• INSTRUCTIONS
1. In the Dry Wash Canyon description, what is the average gradient of the watercourse bed in Segment 2?
2. Carry on the Dry Wash Canyon description from the point where it ends.

• DOCUMENT EXTRACT
Segment 1 of the canyon is steep, the bed of the watercourse having gradients of up to 26° or more and averaging 22°. In this segment, the main watercourse of the drainage basin has been cut into 28 million-year-old volcanic rhyolite welded ash fall tuff bedrock by on-going active weathering, erosion, and downcutting. Only a thin skim of residual soil remains, held in place by a sparse cover of native grasses, and a scattering of native grasses, Sotol, Scrub Oak, One-seed Juniper, and Pinon Pine.
The lower end of this segment is marked by the presence of a major north-south trending, high angle normal fault. This fault separates the uplifted volcanic rhyolite welded ash fall tuff on the east side of the fault from the down-dropped 5-10 million year old sedimentary fluvial Gila Conglomerate on the west side of the fault. The fault is extensive and can be traced across the western face of South and North peaks east of the Casitas to Turtle Rock on the north by the obvious visual change in slope of the mountainside from the average slope of 22° on the uplifted volcanic welded tuff, to an average 11° slope on the down-dropped sedimentary Gila Conglomerate.
2. Upper Canyon Dry Wash Erosion Within Gila Conglomerate (5,040 feet down to 4,840 feet)
Segment 2 of the Dry Wash Canyon is cut down into the near-horizontal layers of the Gila Conglomerate, with the bed of the watercourse having an average gradient of about 11°. Along this segment, the floor of the canyon is characterized by extensive exposures of Gila Conglomerate as a result of on-going active weathering, erosion, and downcutting. Throughout this segment, all eroded sediment is transported downstream, except for the largest boulders (up to 6 feet in diameter) that have come to a final resting place in the lower part of this segment of the canyon. These large boulders are not being carried further downstream due to the reduction in velocity and energy of the flash-flood waters caused by the reduction in gradient of the watercourse bed.
Gila Conglomerate bedrock exposed Segment 2 in stream bed of canyon, scoured clean of sediment except for loose course gravel left on surface by earlier flash flood.
Large lichen-covered pyroclastic boulder left on Gila Conglomerate bedrock exposed in stream bed of canyon in Segment 2. Extensive covering of lichens shows boulder has not moved in several hundred years. Origin of pyroclastic boulder is problematic in that there are no known exposures of this pyroclastic rock type currently exposed in the upstream drainage of this drywash.
Examination of the largest boulders in this segment reveal interesting facts:
- The presence of extensive growth of large lichens on the rocks, with diameters of individual lichens up to 4 inches in diameter, suggests that these boulders have not moved for several hundred years or more, indicating a time in the past when the velocity and volume of flash-flood waters in the canyon were significantly higher; a velocity and volume which haven’t reoccurred since.
- The composition of some of these boulders is neither rhyolite welded tuff nor Gila Conglomerate, but is that of a volcanic pyroclastic rock, a rock type which is not known to occur anywhere upstream in the bedrock exposed in the present canyon’s drainage basin below North and South Peaks. While there are such pyroclastic rocks a mile or so to the east and to the north in different drainage basins, these boulders present a dandy little geologic mystery just waiting to be solved!

• DATA SHOWN
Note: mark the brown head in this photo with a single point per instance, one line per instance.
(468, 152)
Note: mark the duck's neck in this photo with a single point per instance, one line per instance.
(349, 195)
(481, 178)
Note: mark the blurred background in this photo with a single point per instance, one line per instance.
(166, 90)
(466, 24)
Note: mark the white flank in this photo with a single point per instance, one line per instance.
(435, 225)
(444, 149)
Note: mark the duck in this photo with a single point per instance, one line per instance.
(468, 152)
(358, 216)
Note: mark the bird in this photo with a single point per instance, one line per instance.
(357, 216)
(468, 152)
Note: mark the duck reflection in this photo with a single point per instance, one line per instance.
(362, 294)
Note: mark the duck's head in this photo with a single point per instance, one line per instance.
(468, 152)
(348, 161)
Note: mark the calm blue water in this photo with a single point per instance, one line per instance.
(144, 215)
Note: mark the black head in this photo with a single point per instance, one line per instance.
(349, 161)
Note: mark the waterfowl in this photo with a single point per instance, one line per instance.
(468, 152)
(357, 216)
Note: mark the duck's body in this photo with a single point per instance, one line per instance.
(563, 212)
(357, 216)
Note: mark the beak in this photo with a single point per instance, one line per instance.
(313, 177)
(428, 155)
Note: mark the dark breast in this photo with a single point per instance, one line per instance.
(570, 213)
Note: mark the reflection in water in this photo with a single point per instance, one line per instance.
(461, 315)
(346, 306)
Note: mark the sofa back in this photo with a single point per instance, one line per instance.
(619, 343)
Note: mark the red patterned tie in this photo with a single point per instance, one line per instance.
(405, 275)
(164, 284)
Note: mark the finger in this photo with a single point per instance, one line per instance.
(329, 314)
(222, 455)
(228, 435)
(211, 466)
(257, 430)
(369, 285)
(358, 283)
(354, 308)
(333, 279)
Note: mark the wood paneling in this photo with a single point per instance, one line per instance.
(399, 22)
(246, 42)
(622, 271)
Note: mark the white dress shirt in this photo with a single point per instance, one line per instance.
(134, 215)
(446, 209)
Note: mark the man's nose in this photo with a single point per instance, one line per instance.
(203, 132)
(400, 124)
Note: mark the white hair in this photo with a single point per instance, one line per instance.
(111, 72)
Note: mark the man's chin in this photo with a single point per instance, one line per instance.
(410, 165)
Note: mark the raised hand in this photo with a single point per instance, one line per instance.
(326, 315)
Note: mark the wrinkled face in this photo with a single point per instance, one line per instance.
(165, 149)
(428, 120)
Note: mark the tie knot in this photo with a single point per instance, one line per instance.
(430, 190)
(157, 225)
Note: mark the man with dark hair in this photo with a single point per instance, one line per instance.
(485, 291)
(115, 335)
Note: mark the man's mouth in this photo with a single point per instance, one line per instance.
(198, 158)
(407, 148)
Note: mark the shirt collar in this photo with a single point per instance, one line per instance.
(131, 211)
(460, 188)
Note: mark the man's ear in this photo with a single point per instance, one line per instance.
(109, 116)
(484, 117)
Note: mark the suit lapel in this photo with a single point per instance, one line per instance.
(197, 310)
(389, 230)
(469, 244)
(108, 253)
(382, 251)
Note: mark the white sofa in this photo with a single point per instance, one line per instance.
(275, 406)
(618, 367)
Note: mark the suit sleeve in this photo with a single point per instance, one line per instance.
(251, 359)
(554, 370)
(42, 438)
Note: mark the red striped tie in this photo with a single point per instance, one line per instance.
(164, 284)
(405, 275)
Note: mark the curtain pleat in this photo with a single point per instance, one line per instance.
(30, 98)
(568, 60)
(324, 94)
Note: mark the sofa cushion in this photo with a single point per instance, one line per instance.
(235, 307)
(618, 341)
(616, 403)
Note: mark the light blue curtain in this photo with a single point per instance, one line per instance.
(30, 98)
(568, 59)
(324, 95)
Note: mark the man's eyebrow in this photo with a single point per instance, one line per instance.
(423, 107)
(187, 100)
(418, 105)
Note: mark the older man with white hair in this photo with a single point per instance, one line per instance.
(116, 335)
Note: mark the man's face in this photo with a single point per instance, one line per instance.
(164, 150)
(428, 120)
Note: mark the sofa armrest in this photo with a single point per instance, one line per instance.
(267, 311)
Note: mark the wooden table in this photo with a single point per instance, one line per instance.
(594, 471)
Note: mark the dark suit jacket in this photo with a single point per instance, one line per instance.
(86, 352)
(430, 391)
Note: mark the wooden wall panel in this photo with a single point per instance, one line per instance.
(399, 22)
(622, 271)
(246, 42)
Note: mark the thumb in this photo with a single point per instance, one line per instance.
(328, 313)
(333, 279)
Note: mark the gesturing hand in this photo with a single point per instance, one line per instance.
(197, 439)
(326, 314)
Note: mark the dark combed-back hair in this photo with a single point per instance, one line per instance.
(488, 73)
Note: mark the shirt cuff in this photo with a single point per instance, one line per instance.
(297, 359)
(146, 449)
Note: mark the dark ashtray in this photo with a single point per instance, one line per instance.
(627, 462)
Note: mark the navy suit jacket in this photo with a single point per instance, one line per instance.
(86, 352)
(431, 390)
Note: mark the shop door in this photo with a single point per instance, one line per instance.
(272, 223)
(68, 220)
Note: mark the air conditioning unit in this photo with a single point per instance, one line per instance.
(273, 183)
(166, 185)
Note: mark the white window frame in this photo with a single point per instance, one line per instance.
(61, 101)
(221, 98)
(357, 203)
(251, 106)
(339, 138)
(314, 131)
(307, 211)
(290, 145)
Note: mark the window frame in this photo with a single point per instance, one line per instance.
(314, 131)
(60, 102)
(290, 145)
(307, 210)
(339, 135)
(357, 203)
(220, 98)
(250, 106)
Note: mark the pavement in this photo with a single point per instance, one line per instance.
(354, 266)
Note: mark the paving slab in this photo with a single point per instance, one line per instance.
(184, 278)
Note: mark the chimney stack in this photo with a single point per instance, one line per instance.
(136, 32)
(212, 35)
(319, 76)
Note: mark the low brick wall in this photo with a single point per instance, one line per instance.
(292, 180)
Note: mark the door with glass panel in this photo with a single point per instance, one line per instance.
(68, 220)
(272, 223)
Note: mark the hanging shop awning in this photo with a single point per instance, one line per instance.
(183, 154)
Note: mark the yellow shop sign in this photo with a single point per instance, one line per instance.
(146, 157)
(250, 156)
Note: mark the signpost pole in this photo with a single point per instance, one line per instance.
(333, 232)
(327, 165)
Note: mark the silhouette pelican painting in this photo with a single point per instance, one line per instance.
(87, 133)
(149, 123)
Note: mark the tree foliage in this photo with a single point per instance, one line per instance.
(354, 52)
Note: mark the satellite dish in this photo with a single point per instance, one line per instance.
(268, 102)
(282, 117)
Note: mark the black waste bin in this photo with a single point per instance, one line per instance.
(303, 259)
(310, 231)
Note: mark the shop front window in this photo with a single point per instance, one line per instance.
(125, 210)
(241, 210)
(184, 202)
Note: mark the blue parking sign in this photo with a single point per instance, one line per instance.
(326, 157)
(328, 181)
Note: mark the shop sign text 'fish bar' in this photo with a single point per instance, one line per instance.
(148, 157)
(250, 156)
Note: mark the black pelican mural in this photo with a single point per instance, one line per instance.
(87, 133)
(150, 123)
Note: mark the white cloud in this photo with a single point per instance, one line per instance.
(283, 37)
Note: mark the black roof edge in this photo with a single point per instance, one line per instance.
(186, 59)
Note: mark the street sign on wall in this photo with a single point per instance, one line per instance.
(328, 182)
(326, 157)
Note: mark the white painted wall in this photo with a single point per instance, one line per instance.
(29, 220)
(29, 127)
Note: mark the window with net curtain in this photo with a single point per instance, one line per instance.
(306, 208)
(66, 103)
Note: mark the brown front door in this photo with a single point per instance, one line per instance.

• TASK-BY-TASK ANSWERS
1. About 11°.

2.
Sides of the canyon in Segment 2 have a thicker cover of soil than Segment 1, in which the soil is derived from the weathering of the softer Gila Conglomerate as opposed to the harder rhyolite welded tuff. On the dry, south-facing slopes of the canyon, this soil supports a vegetative cover dominated by native grasses such as Side-oats Gramma, Honey Mesquite, Western White-thorn Acacia, and Oreganillo. On the wetter north facing slopes, Side Oats and other native grasses, Scrub Oak, One-seed Juniper, and Pinon dominate.
3. Middle Canyon Dry Wash Erosion Within Gila Conglomerate (4,840 feet down to 4,800 feet)
Looking upstream at a 6-ft. dry wash waterfall or pourover in Gila Conglomerate bedrock in Segment 3. This feature is formed when the downcutting of the dry wash stream bed encounters a layer of rock that is much more resistant to erosion than the rest of the bedrock. In this case, it is due to a better-cemented layer of much larger cobbles and boulders of volcanic rock.
Looking downstream standing on top of and at the edge of 6-ft. waterfall or pourover shown in adjacent photo on left. All of these large cobbles and boulders are strongly cemented in the Gila Conglomerate presenting a highly resistant layer to erosion.
Segment 3 of the Dry Wash Canyon is cut deeper into the near-horizontal middle layers of the Gila Conglomerate, with the bed of the watercourse having an average gradient of about 7°. In this segment of the canyon, weathering, erosion, downcutting, and non-deposition still prevail, with all eroded sediment still removed from the stream bed by active downstream transport. Active erosion of the canyon floor dominates throughout this segment with little or no sediment remaining over the Gila Conglomerate bedrock.
Vegetation on the dry south-facing and wetter north-facing slopes of the Canyon is similar to that of Segment 2.
Looking downstream in the lower part of Segment 3. Here the Gila Conglomerate bedrock as exposed on both sides of the canyon is quite soft and easily eroded, leading to rapid down downcutting of the dry wash stream channel.
4. Lower Canyon Dry Wash Deposition Within Gila Conglomerate and Across the Bear Creek Floodplain (4,800 feet down to 4,690 feet at Bear Creek)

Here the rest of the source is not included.